## PROBLEM
Render the lines of the listing below as a Markdown table with the columns Row and Line. Start at the line containing "Look at the photo above. For every instance of the gothic", end at the line containing "pixel 544 155", include only those lines, number each row, and omit blank lines.

## DATA PROVIDED
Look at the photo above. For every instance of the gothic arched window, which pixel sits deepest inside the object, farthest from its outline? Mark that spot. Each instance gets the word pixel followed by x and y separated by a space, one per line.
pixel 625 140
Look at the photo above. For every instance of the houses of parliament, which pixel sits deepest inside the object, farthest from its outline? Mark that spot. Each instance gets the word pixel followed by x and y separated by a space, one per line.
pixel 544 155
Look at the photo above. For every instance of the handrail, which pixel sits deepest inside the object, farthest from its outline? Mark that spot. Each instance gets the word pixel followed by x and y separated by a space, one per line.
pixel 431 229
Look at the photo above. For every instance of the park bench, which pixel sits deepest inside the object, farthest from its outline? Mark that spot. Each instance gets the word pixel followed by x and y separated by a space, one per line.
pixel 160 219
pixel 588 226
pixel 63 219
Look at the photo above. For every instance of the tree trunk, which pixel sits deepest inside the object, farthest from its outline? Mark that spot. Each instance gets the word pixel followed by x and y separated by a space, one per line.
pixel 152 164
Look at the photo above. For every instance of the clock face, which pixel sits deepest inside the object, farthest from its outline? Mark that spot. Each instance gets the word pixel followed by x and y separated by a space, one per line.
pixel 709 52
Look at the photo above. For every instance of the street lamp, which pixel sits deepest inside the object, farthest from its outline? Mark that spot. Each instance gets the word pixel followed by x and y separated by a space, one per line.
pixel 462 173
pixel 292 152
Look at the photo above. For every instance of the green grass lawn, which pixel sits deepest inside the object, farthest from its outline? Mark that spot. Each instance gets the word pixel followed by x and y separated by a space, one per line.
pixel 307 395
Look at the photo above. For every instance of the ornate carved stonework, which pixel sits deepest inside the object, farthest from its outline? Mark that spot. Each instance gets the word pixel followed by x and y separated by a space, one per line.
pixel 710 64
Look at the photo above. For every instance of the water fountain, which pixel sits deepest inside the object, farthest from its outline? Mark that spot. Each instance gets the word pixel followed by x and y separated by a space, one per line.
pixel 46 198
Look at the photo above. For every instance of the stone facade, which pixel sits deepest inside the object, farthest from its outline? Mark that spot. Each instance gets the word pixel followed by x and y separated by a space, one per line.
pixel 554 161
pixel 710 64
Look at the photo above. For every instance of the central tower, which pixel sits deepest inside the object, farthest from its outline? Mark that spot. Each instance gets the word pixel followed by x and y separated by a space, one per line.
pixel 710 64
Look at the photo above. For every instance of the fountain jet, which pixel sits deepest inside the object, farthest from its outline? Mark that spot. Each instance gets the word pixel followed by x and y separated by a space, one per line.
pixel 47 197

--

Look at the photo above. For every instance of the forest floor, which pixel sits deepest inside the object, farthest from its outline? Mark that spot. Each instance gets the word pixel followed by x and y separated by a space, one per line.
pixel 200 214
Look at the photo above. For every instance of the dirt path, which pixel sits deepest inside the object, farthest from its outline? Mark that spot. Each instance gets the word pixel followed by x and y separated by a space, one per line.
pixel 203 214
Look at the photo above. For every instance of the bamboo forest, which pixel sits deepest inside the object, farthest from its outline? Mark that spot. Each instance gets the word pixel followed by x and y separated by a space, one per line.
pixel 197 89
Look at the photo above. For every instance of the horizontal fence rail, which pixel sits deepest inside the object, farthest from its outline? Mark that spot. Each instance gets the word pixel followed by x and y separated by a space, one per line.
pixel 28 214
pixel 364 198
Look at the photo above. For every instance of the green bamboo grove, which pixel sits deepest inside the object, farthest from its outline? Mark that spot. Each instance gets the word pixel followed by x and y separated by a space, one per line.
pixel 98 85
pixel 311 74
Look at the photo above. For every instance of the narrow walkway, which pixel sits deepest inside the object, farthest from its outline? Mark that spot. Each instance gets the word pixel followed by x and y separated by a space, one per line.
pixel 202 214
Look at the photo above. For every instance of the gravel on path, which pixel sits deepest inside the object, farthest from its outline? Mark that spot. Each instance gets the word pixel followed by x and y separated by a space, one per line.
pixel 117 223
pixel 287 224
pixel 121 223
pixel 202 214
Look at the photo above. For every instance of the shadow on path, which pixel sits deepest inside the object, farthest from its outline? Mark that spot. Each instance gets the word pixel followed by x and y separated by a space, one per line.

## RESPONSE TO THIS TASK
| Row | Line |
|---|---|
| 1 | Look at the photo above. For every instance of the gothic arched window, which pixel sits deepest inside the object, farthest from its outline? Mark that spot. Each instance gets the word pixel followed by x and y separated by a space, one per line. |
| 2 | pixel 625 140 |
| 3 | Look at the photo above. For every instance of the houses of parliament, which pixel sits deepest inside the object, farthest from its outline? Mark that spot. Each instance gets the word pixel followed by x and y separated by a space, one per line. |
| 4 | pixel 544 155 |